▸ GOAL: Each record below is to be copied word for word, with pictures removed.

▸ RECORDS:
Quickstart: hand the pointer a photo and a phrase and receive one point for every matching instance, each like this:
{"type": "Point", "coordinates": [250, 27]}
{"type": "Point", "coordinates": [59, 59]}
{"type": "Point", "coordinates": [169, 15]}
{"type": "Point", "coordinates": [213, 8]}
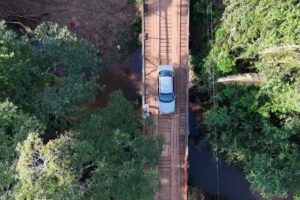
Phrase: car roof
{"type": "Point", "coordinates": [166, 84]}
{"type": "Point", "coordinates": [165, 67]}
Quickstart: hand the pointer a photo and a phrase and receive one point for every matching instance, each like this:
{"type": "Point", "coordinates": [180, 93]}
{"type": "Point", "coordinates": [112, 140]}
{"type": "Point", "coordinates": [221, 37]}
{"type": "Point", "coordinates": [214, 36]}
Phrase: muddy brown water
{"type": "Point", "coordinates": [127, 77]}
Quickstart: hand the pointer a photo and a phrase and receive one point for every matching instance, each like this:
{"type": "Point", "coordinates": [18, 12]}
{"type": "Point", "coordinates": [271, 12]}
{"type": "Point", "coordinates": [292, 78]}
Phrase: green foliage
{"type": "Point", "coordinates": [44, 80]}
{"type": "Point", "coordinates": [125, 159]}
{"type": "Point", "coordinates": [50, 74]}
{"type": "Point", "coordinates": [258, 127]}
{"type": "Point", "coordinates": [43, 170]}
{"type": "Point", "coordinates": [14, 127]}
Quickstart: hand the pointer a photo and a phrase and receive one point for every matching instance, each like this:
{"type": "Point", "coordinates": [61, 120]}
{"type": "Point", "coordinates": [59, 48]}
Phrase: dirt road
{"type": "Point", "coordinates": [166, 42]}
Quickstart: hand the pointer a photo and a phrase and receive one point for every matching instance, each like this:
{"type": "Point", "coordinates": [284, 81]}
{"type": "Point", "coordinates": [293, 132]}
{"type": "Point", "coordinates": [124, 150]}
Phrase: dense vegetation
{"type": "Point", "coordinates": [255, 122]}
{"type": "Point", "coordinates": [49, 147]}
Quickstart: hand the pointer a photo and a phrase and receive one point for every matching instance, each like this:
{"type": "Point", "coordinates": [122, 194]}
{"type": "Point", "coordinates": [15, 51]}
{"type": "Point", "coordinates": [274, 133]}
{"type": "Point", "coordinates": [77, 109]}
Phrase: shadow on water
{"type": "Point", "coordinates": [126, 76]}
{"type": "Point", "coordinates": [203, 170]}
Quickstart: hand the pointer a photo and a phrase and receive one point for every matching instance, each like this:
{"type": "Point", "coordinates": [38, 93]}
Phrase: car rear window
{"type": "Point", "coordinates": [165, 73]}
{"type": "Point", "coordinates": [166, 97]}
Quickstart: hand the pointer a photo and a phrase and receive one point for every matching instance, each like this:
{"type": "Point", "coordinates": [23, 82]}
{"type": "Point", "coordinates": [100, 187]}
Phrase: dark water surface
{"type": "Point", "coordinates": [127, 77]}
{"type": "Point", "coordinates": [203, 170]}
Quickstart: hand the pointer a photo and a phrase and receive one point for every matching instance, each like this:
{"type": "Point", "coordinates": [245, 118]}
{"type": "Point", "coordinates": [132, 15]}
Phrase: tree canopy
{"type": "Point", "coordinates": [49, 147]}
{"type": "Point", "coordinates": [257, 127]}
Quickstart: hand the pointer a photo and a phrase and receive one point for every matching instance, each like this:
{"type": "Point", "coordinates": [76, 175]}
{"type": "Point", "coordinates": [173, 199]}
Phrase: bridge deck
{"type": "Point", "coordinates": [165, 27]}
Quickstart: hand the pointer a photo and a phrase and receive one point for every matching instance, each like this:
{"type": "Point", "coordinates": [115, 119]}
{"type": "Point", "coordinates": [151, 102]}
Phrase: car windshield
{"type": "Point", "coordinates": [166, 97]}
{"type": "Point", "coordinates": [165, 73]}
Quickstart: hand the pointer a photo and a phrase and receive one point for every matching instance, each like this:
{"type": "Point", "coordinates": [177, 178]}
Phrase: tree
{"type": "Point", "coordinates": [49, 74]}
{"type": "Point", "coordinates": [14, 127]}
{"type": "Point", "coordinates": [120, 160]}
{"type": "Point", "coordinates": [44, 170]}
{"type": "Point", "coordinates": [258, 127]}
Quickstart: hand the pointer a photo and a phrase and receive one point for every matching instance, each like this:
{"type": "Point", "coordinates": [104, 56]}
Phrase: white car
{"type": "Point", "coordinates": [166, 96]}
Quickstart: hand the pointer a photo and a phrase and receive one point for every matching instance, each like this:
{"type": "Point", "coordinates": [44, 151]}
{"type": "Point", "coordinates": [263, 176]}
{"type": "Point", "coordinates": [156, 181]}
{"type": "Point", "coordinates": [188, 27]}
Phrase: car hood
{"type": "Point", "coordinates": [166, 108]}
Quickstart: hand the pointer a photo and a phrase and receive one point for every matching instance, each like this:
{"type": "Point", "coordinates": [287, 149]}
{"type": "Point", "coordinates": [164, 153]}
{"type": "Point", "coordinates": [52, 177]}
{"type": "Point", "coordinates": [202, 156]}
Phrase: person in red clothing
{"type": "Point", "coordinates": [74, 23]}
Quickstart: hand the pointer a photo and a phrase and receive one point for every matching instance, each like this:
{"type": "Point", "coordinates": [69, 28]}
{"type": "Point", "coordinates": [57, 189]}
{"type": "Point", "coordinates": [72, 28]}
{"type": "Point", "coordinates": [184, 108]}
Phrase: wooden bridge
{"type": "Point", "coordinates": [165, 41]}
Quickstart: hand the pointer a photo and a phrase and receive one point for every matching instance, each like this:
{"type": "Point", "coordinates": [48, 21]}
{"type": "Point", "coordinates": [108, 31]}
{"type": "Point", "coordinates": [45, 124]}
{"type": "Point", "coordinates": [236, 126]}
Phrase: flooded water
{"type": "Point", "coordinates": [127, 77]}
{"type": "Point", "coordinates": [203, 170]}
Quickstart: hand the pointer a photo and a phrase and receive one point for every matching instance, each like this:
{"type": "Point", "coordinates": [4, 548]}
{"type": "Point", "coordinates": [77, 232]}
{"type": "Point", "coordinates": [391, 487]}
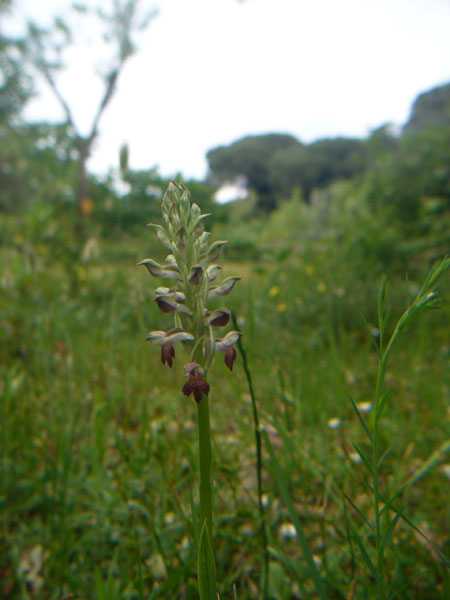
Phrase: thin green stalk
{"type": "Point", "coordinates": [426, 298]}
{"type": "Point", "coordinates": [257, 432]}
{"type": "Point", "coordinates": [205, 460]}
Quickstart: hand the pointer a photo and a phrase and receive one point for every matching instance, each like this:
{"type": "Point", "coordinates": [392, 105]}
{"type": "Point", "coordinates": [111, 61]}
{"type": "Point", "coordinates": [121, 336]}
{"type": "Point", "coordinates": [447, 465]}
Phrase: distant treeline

▸ RESULT FOR THIS EXERCISE:
Quickstart: hand the pointer a photo and a phrase and receive one point for every matching instance, each like this:
{"type": "Point", "coordinates": [250, 27]}
{"type": "Point", "coordinates": [59, 59]}
{"type": "Point", "coordinates": [169, 15]}
{"type": "Point", "coordinates": [213, 8]}
Phrase: car roof
{"type": "Point", "coordinates": [166, 84]}
{"type": "Point", "coordinates": [165, 67]}
Quickstart: hand the pointer a photo and a phrase and receive one point for every matching instance, each like this:
{"type": "Point", "coordinates": [180, 93]}
{"type": "Point", "coordinates": [112, 140]}
{"type": "Point", "coordinates": [221, 37]}
{"type": "Point", "coordinates": [214, 36]}
Phrase: muddy brown water
{"type": "Point", "coordinates": [127, 77]}
Quickstart: hand the pointer a photo and a phrase and receive one point for every matching instance, each like this:
{"type": "Point", "coordinates": [18, 12]}
{"type": "Point", "coordinates": [271, 12]}
{"type": "Point", "coordinates": [292, 78]}
Phrase: green foliage
{"type": "Point", "coordinates": [44, 80]}
{"type": "Point", "coordinates": [125, 159]}
{"type": "Point", "coordinates": [50, 74]}
{"type": "Point", "coordinates": [258, 127]}
{"type": "Point", "coordinates": [43, 170]}
{"type": "Point", "coordinates": [14, 127]}
Quickstart: hand the pointer a photo and a phrase and receive one point for every matching instance, each like this:
{"type": "Point", "coordinates": [61, 120]}
{"type": "Point", "coordinates": [59, 48]}
Phrase: dirt road
{"type": "Point", "coordinates": [166, 42]}
Quickstart: hand the pointer a photo and a phrase and receive one point for every matching instance, each like this:
{"type": "Point", "coordinates": [284, 81]}
{"type": "Point", "coordinates": [293, 132]}
{"type": "Point", "coordinates": [124, 150]}
Phrase: dense vegetation
{"type": "Point", "coordinates": [255, 122]}
{"type": "Point", "coordinates": [49, 147]}
Quickstart: hand the pointer a photo and a phrase and receive one point for every matching instance, each like this:
{"type": "Point", "coordinates": [122, 194]}
{"type": "Point", "coordinates": [15, 51]}
{"type": "Point", "coordinates": [274, 133]}
{"type": "Point", "coordinates": [77, 109]}
Phrase: shadow on water
{"type": "Point", "coordinates": [126, 76]}
{"type": "Point", "coordinates": [203, 170]}
Quickstart: hand the pointer a photo and a phrase and receive one point for every matching instance, each like this:
{"type": "Point", "coordinates": [38, 93]}
Phrase: car rear window
{"type": "Point", "coordinates": [165, 73]}
{"type": "Point", "coordinates": [166, 97]}
Quickstart: hand the pointer a photo and a phrase and receive one point for every matching instance, each like this:
{"type": "Point", "coordinates": [23, 82]}
{"type": "Point", "coordinates": [100, 187]}
Phrase: dark water surface
{"type": "Point", "coordinates": [127, 77]}
{"type": "Point", "coordinates": [203, 170]}
Quickstart: hand the pointer a photo and a phrase and receive one point for every matching instance, each like this:
{"type": "Point", "coordinates": [245, 118]}
{"type": "Point", "coordinates": [132, 15]}
Phrase: tree canopy
{"type": "Point", "coordinates": [49, 147]}
{"type": "Point", "coordinates": [257, 127]}
Quickstart: hand the pointer a photo and a phrase and receive one point for every matching instance, each like this:
{"type": "Point", "coordinates": [76, 175]}
{"type": "Point", "coordinates": [173, 199]}
Phrase: bridge deck
{"type": "Point", "coordinates": [165, 27]}
Quickstart: hand the pointer a photo and a phrase and receive one point for every matching instance, each like this:
{"type": "Point", "coordinates": [115, 119]}
{"type": "Point", "coordinates": [151, 102]}
Phrase: car windshield
{"type": "Point", "coordinates": [166, 97]}
{"type": "Point", "coordinates": [165, 73]}
Quickstart: hand the pointer a photo and a phrase and receive one point for every matching instance, each like this:
{"type": "Point", "coordinates": [177, 178]}
Phrase: tree
{"type": "Point", "coordinates": [49, 74]}
{"type": "Point", "coordinates": [14, 127]}
{"type": "Point", "coordinates": [120, 160]}
{"type": "Point", "coordinates": [44, 170]}
{"type": "Point", "coordinates": [258, 127]}
Quickstart: hand the pointer a photo and a phrase and receive one point for every matching instance, each like this:
{"type": "Point", "coordinates": [104, 56]}
Phrase: white car
{"type": "Point", "coordinates": [166, 96]}
Quickstart: hand the pointer a photo and a phrase and receive one point for every matching instance, each like this:
{"type": "Point", "coordinates": [44, 151]}
{"type": "Point", "coordinates": [263, 176]}
{"type": "Point", "coordinates": [156, 181]}
{"type": "Point", "coordinates": [188, 27]}
Phrase: car hood
{"type": "Point", "coordinates": [166, 108]}
Quickstart: hand the pointer a photo and a phrase and receive one point for every matching instance, each like this:
{"type": "Point", "coordinates": [287, 149]}
{"type": "Point", "coordinates": [164, 153]}
{"type": "Point", "coordinates": [52, 177]}
{"type": "Point", "coordinates": [202, 156]}
Phrase: person in red clothing
{"type": "Point", "coordinates": [74, 23]}
Quickstart: hand the pointer a photo and a phrase and receive one point for every matching instance, each like this:
{"type": "Point", "coordinates": [69, 28]}
{"type": "Point", "coordinates": [57, 189]}
{"type": "Point", "coordinates": [72, 28]}
{"type": "Point", "coordinates": [184, 108]}
Phrase: wooden bridge
{"type": "Point", "coordinates": [165, 41]}
Quickstart: hand the pointer a photo and a phrase and receive one point for every matching instance, each like this:
{"type": "Point", "coordinates": [48, 21]}
{"type": "Point", "coordinates": [108, 31]}
{"type": "Point", "coordinates": [45, 124]}
{"type": "Point", "coordinates": [236, 126]}
Phrase: flooded water
{"type": "Point", "coordinates": [127, 77]}
{"type": "Point", "coordinates": [203, 170]}
Quickstart: hand the pointer a photo and a phrase and receive one point for every matching instance, each like this:
{"type": "Point", "coordinates": [4, 548]}
{"type": "Point", "coordinates": [77, 232]}
{"type": "Point", "coordinates": [391, 487]}
Phrase: thin green stalk
{"type": "Point", "coordinates": [426, 298]}
{"type": "Point", "coordinates": [257, 432]}
{"type": "Point", "coordinates": [205, 460]}
Quickstart: hand the pointer a photo and a phrase and receive one point for every matching instance, each like this:
{"type": "Point", "coordinates": [392, 105]}
{"type": "Point", "coordinates": [111, 61]}
{"type": "Point", "coordinates": [121, 336]}
{"type": "Point", "coordinates": [447, 465]}
Phrase: distant treeline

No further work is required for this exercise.